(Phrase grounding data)
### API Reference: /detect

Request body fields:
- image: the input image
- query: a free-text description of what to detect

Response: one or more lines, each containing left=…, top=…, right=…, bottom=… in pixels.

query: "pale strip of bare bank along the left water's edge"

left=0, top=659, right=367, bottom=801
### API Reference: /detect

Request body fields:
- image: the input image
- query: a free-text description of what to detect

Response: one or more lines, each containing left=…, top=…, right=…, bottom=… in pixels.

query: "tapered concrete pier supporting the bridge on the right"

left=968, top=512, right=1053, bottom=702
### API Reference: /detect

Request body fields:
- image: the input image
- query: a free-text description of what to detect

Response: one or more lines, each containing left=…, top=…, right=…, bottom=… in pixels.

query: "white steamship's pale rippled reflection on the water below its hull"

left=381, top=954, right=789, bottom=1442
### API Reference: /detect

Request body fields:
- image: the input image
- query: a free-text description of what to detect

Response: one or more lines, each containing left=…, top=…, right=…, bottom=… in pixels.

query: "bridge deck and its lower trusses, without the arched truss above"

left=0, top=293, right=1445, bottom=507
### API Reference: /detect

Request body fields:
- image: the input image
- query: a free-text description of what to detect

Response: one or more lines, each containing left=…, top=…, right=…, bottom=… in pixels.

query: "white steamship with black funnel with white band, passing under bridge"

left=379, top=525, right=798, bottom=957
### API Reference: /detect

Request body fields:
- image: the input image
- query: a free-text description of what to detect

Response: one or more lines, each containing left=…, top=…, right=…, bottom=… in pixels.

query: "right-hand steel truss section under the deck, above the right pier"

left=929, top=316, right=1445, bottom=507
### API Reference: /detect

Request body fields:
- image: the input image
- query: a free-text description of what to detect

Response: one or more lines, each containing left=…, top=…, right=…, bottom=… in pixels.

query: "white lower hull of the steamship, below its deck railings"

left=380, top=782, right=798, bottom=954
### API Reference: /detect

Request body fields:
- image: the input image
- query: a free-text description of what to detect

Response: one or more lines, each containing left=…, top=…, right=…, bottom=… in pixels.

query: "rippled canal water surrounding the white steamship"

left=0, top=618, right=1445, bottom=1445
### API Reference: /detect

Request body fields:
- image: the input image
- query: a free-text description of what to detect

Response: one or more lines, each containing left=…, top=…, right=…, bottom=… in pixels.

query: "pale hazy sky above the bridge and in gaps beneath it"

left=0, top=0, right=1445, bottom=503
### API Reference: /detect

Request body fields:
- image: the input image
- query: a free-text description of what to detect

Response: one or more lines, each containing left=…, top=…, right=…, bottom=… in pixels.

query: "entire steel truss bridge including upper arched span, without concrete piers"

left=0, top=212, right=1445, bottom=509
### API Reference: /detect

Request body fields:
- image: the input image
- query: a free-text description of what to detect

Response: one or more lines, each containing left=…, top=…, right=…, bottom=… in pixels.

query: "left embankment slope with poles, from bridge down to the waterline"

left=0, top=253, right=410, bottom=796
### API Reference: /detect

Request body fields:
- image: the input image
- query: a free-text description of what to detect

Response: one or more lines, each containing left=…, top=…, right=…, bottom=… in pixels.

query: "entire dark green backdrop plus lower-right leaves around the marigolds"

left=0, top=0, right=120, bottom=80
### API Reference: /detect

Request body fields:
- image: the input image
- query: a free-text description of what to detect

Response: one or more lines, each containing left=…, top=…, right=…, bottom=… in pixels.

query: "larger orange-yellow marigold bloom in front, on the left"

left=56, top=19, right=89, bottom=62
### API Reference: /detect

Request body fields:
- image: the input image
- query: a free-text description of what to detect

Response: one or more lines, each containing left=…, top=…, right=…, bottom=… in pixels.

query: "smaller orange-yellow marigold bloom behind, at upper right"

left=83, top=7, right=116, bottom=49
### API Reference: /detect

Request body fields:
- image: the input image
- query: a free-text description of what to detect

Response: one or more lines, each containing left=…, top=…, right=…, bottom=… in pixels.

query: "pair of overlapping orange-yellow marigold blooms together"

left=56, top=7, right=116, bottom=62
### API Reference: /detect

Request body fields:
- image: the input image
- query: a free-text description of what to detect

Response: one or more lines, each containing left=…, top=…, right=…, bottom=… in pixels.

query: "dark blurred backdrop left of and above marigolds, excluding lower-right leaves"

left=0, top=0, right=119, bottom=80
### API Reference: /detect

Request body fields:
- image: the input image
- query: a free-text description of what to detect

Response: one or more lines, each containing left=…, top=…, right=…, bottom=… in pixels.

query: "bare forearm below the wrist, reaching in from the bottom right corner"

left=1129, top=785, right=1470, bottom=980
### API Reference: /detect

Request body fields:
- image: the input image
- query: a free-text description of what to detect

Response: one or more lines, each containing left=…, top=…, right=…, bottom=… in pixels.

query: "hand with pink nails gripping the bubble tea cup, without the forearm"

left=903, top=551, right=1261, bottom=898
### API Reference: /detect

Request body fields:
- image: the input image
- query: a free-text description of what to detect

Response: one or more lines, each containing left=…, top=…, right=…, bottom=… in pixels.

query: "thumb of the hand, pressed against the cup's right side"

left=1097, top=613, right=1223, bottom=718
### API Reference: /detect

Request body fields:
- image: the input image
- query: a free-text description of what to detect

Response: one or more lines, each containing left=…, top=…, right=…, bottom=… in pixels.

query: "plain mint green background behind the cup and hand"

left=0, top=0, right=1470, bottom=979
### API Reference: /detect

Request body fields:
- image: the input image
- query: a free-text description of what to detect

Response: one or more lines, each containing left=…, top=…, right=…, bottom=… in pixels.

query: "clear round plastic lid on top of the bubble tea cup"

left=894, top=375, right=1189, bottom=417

DIRECTIONS: Repeat each entry word for word.

ANSWER BOX:
### API Reference: /detect

Request body fields:
- image: the input image
- query: a free-text description of what to detect

Response: one or more lines, each containing left=…, top=…, right=…, bottom=… in pixels.

query: "pale strip of bare bank along the left water's edge"

left=0, top=659, right=367, bottom=801
### API Reference: /detect

Request body fields:
- image: the input image
- query: a free-text description of what to detect

Response: one or more lines, each containing left=…, top=…, right=…, bottom=… in pixels.

query: "tapered concrete pier supporting the bridge on the right"

left=968, top=512, right=1053, bottom=702
### API Reference: /detect

Request body fields:
- image: the input image
- query: a free-text description of what to detect

Response: one or more lines, each containing left=…, top=…, right=…, bottom=… in pixels.

query: "white steamship's pale rippled reflection on the water below its hull"

left=381, top=954, right=789, bottom=1442
### API Reference: /detect

Request body fields:
- image: the input image
- query: a free-text description of what to detect

Response: one or more lines, each containing left=…, top=…, right=…, bottom=… in pixels.

query: "bridge deck and its lower trusses, without the arched truss above"

left=0, top=293, right=1445, bottom=507
### API Reference: /detect

Request body fields:
- image: the input image
- query: a free-text description of what to detect

Response: one or more lines, each containing left=…, top=…, right=…, bottom=… in pixels.

query: "white steamship with black funnel with white band, passing under bridge"

left=379, top=525, right=798, bottom=957
### API Reference: /detect

Request body fields:
- image: the input image
- query: a free-text description of what to detect

Response: one or more lines, each containing left=…, top=…, right=…, bottom=… in pixels.

query: "right-hand steel truss section under the deck, above the right pier"

left=929, top=316, right=1445, bottom=507
### API Reference: /detect

Request body fields:
- image: the input image
- query: a free-text description of what to detect

Response: one or more lines, each containing left=…, top=…, right=…, bottom=… in pixels.

query: "white lower hull of the steamship, below its deck railings"

left=380, top=782, right=798, bottom=954
### API Reference: /detect

Request body fields:
- image: the input image
- query: a free-text description of what to detect

Response: one or more lines, each containing left=…, top=…, right=…, bottom=… in pixels.

query: "rippled canal water surrounding the white steamship"

left=0, top=618, right=1445, bottom=1445
### API Reference: /detect

Request body fields:
- image: the input image
- query: a free-text description of what to detect

Response: one or more lines, each containing left=…, top=…, right=…, bottom=… in pixels.

query: "pale hazy sky above the bridge and in gaps beneath it"

left=0, top=0, right=1445, bottom=503
### API Reference: /detect

Request body fields:
- image: the input image
- query: a free-text description of what to detect

Response: one or more lines, each containing left=…, top=…, right=…, bottom=… in pixels.

query: "entire steel truss bridge including upper arched span, without concrete piers"

left=0, top=212, right=1445, bottom=509
### API Reference: /detect

Request body fields:
- image: the input image
- query: a free-text description of what to detect

Response: one or more lines, each containing left=…, top=…, right=…, bottom=… in pixels.

query: "left embankment slope with poles, from bridge down to the waterline"

left=0, top=253, right=410, bottom=796
### API Reference: /detect

Request body fields:
- image: the input image
- query: a free-text description of what to detect

Response: one or more lines, each containing left=…, top=…, right=…, bottom=… in pixels.

query: "entire dark green backdrop plus lower-right leaves around the marigolds"

left=0, top=0, right=120, bottom=80
### API Reference: /detect

Request body fields:
- image: the input image
- query: a free-text description of what to detect

Response: one or more lines, each containing left=…, top=…, right=…, bottom=… in pixels.

query: "larger orange-yellow marigold bloom in front, on the left"

left=56, top=19, right=89, bottom=62
### API Reference: /detect

Request body fields:
- image: the input image
- query: a free-text description of what to detect

Response: one or more lines, each containing left=…, top=…, right=…, bottom=… in pixels.

query: "smaller orange-yellow marigold bloom behind, at upper right"

left=83, top=7, right=116, bottom=49
### API Reference: /detect

Request body fields:
- image: the input image
- query: a free-text description of what to detect

Response: one or more lines, each containing left=…, top=…, right=…, bottom=… in pixels.

query: "pair of overlapping orange-yellow marigold blooms together"

left=56, top=7, right=116, bottom=62
### API Reference: /detect

Request body fields:
- image: the input image
- query: a free-text description of what to detect

Response: one or more lines, each containing left=…, top=…, right=…, bottom=… in pixels.

query: "dark blurred backdrop left of and above marigolds, excluding lower-right leaves"

left=0, top=0, right=119, bottom=80
### API Reference: /detect

Request body fields:
- image: the input image
- query: a free-text description of what to detect

Response: one or more lines, each containing left=…, top=…, right=…, bottom=… in pixels.

query: "bare forearm below the wrist, reaching in from the bottom right corner"

left=1129, top=785, right=1470, bottom=980
### API Reference: /detect

Request body fields:
- image: the input image
- query: a free-text description of what to detect

Response: one or more lines, each containing left=…, top=…, right=…, bottom=… in pixels.

query: "hand with pink nails gripping the bubble tea cup, without the forearm"

left=903, top=551, right=1261, bottom=898
### API Reference: /detect

Request body fields:
- image: the input image
- query: a free-text description of what to detect

Response: one or more lines, each containing left=…, top=…, right=…, bottom=… in pixels.

query: "thumb of the hand, pressed against the cup's right side"

left=1097, top=613, right=1223, bottom=718
### API Reference: /detect

Request body fields:
- image: the input image
- query: a free-text description of what to detect

Response: one or more lines, each containing left=…, top=…, right=…, bottom=… in pixels.

query: "plain mint green background behind the cup and hand"

left=0, top=0, right=1470, bottom=979
### API Reference: /detect

Request body fields:
- image: the input image
- query: a free-text description of what to detect

Response: one or more lines, each containing left=…, top=…, right=…, bottom=… in pixels.

query: "clear round plastic lid on top of the bubble tea cup"

left=894, top=375, right=1189, bottom=417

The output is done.